%%

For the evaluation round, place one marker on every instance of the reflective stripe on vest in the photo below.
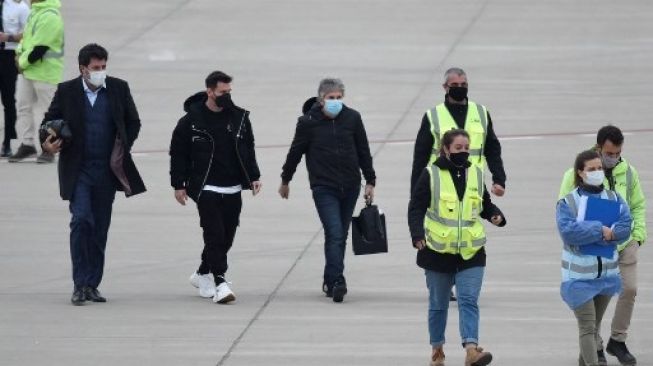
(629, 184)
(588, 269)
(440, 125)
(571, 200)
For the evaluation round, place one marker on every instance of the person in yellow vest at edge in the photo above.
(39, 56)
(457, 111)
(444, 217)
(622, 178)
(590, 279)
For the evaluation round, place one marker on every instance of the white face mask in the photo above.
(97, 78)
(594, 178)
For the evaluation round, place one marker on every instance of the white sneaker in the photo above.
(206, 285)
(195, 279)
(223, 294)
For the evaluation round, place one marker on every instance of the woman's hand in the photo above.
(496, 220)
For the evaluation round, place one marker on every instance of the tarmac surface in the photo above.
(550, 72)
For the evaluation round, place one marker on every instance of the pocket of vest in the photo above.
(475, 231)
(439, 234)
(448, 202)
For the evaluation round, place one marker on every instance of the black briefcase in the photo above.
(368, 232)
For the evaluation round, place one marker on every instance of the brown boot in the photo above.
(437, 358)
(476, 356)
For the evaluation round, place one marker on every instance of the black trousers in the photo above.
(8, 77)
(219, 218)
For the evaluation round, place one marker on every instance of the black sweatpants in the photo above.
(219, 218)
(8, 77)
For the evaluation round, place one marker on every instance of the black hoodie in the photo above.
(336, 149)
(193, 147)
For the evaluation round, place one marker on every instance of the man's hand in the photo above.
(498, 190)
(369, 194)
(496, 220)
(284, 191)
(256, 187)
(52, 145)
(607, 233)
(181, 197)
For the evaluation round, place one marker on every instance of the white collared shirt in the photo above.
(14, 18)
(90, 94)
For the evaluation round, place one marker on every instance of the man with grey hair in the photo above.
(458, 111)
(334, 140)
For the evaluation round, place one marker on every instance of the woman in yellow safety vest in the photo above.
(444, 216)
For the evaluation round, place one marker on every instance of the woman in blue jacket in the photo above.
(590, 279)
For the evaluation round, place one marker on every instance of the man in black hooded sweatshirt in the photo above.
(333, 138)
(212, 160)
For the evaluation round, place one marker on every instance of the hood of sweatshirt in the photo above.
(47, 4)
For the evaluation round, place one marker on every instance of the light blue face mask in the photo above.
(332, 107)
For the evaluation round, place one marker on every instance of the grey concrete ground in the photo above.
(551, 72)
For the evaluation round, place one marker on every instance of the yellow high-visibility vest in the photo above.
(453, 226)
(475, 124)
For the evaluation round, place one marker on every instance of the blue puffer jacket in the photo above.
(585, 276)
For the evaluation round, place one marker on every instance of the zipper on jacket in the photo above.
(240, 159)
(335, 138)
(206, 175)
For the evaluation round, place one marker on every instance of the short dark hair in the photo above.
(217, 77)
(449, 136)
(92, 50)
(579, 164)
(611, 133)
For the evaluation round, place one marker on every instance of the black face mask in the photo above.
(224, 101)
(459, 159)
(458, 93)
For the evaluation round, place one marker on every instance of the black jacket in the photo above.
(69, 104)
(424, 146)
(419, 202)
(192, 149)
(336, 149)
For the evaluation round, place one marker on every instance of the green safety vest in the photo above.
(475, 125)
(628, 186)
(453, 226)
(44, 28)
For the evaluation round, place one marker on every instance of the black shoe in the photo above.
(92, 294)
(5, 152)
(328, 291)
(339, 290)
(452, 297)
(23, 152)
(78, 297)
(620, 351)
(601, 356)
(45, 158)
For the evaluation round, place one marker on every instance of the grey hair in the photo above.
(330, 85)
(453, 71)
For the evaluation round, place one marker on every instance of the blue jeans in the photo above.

%%

→ **Consigne**
Réécrivez toute la liste ci-dessus en renommant partout « evaluation round » en « review round », sans rien modifier d'autre, et laissez les images hors de votre réponse.

→ **Solution**
For the review round, place one marker on every instance of the reflective stripe on vest in the photo below.
(629, 184)
(588, 269)
(440, 125)
(571, 200)
For the review round, place one marker on every instance of the person in yellow vest at edge in the photo above.
(39, 56)
(457, 111)
(444, 217)
(622, 178)
(590, 279)
For the review round, place one marker on every instance of the white face mask in the photo above.
(97, 78)
(594, 178)
For the review round, place one marker on every instance of the white sneaker in the photo above.
(206, 285)
(195, 279)
(223, 294)
For the review round, place one marker on every instance of the woman's hand in the photo above.
(496, 220)
For the review round, place one marker on every instance of the tarmac surface in the photo above.
(550, 72)
For the review round, place one marker on every instance of the pocket of vest in the photo above.
(475, 231)
(439, 234)
(448, 202)
For the review round, place one marker on every instance of the black briefcase in the photo above.
(368, 232)
For the review round, place one marker on every instance of the brown boot in the photo above.
(437, 358)
(476, 356)
For the review round, place one marker on every instance of the black trousers in the photo above.
(8, 77)
(219, 218)
For the review round, place one marker on every instance of the black sweatpants in the photo above.
(219, 218)
(8, 77)
For the review round, place one marker on every instance of the black hoodie in the photo above.
(336, 149)
(193, 147)
For the review round, place one marker on every instance of the man's hand in the photo above.
(498, 190)
(369, 194)
(496, 220)
(284, 191)
(256, 187)
(52, 145)
(607, 233)
(181, 197)
For the review round, place one marker on every instance of the white collared shirt in the photo above.
(14, 18)
(90, 94)
For the review round, place one marker on every instance of the man with grey hair in the photo above.
(458, 111)
(334, 140)
For the review round, place one marker on every instance of the woman in yellow safety vest in the photo above.
(444, 216)
For the review round, place one marker on every instance of the woman in blue jacket in the photo above.
(590, 279)
For the review round, place one marker on every instance of the man in black hooded sweatshirt in the photo above.
(333, 138)
(212, 160)
For the review round, place one marker on every instance of the hood of sweatshirt in the photo above.
(47, 4)
For the review round, place one marker on every instance of the light blue face mask in the photo above.
(332, 107)
For the review round, place one marker on every instance of the grey concrete ground in the photo above.
(551, 72)
For the review round, place one marker on every instance of the yellow high-visibility vest in the photo above.
(453, 226)
(475, 124)
For the review round, place one marker on every instance of the blue puffer jacket in the photo above.
(585, 276)
For the review round, place one marker on every instance of the zipper on jacket in the photo above.
(240, 159)
(335, 138)
(206, 175)
For the review round, place one marker on every instance of the short dark hair in the photo above.
(217, 77)
(449, 136)
(92, 50)
(579, 164)
(611, 133)
For the review round, place one marker on every instance of the black face mask in the photo above.
(224, 101)
(459, 159)
(458, 93)
For the review round, place one marker on every instance of the black jacket in the photo above.
(69, 104)
(424, 146)
(419, 202)
(192, 149)
(336, 149)
For the review round, place one marker on every instance of the green safety vest in the photo above.
(475, 125)
(628, 186)
(453, 226)
(44, 28)
For the review round, place one marker on every instance of the black shoe in the photo above.
(92, 294)
(5, 152)
(328, 291)
(339, 290)
(452, 297)
(23, 152)
(78, 297)
(620, 351)
(601, 356)
(45, 158)
For the review round, place one marker on every instance of the grey hair in the photo above.
(330, 85)
(453, 71)
For the review round, place one marker on every instance of the blue jeans in the photo above.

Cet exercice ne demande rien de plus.